■ **Questions**
1. Answer these questions about the passage on Galen:
(a) What years does the passage give for Galen's life?
(b) Who finally showed that Galen's anatomical writings were misguided and incomplete, and in what century?
(c) In Galen's system, what does the liver turn digested food into?
2. Reproduce the stretch of the passage on Galen from "Contemporary medical scientists" through "base of knowledge.".

■ **Reading passage**
========================================

Contemporary medical scientists and practitioners have a deep understanding of human structure and function – from the organs and tissues under the skin to the multitude of cells of which they are built. We’ve delved deeper into the structures and biochemical processes within those cells, as far down as our genes and their makeup. Sure, there are exciting frontiers yet to explore, and what we now know will need some fine-tuning. But that work will go forward from a solid base of knowledge.

For this we can thank the past five centuries of steady – and often stunning – progress. But over the thirteen centuries that preceded them, the understanding of the human body remained rigidly dependent on the teachings of one man – the towering Greek physician Galen (129-210 CE). A previous blog briefly reviewed Galen’s remarkable life and achievements. Galen’s writings in anatomy, as finally shown by Andreas Vesalius in the 16th century, were misguided and incomplete. But not even Vesalius could shake off Galen’s notions of how the body works, as fanciful and bizarre as they would seem today.

Galen’s Model

In broad outline, Galen’s system features the liver, heart, and brain. The liver receives digested food from the intestines and turns it into blood, which is carried by the veins to nourish the body. Venous blood does not mix with arterial blood with one major exception – some of the venous blood that reaches the right ventricle of the heart passes through minute pores in the wall between the right and left ventricles (the septum), where it is joined by “refined air,” or pneuma, which arrives from the lungs via the pulmonary vein. This blood-and-pneuma mixture creates “vital spirit,” a vivifying substance sent to the body via the arteries.

========================================

■ **Data excerpts**
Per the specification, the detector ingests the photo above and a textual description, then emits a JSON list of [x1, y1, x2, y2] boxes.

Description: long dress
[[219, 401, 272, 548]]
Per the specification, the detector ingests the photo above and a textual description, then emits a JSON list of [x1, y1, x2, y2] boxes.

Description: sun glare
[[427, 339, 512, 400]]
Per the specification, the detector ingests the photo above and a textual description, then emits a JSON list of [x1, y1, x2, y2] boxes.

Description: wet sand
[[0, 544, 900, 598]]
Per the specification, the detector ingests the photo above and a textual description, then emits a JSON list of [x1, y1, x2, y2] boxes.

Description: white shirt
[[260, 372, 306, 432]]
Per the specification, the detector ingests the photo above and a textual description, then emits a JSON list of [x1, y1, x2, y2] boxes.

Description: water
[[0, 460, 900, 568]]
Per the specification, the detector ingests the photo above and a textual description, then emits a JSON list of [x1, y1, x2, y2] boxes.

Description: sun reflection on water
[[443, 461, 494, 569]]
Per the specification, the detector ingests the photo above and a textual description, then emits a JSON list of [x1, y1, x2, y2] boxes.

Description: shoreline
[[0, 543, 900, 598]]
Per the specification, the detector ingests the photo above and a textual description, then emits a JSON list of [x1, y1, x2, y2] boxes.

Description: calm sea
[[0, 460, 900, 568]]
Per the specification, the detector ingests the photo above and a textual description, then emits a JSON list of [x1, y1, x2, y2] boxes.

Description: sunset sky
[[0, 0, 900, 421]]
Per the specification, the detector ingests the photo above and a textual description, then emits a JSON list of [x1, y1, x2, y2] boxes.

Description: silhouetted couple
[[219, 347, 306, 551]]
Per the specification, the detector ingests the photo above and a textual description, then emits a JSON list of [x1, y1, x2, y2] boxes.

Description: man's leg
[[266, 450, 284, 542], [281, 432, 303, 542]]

========================================

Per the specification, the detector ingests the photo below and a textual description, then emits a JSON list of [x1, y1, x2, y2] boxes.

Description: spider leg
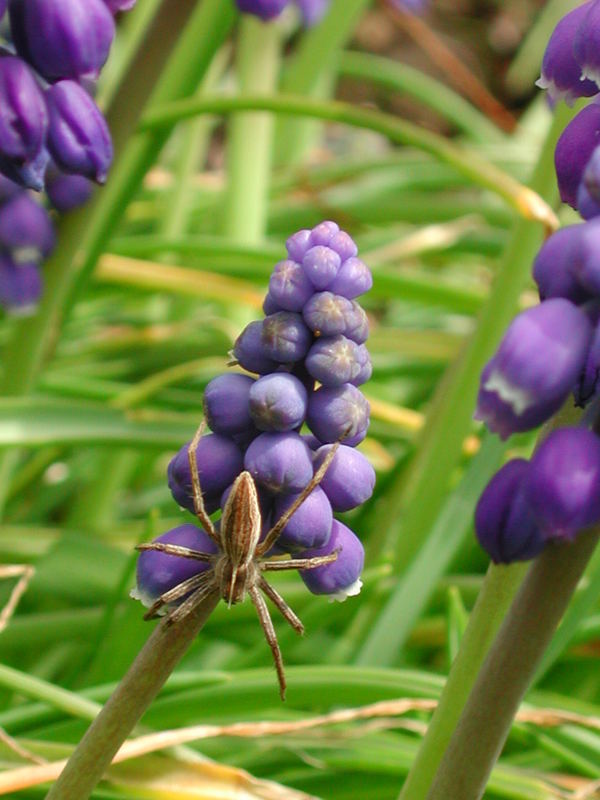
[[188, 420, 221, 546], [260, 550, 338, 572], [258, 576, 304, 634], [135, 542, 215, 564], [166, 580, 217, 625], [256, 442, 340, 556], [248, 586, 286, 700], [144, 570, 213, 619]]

========================================

■ **Solution set**
1.
(a) 129-210 CE
(b) Andreas Vesalius, in the 16th century
(c) Blood

2.
Contemporary medical scientists and practitioners have a deep understanding of human structure and function – from the organs and tissues under the skin to the multitude of cells of which they are built. We’ve delved deeper into the structures and biochemical processes within those cells, as far down as our genes and their makeup. Sure, there are exciting frontiers yet to explore, and what we now know will need some fine-tuning. But that work will go forward from a solid base of knowledge.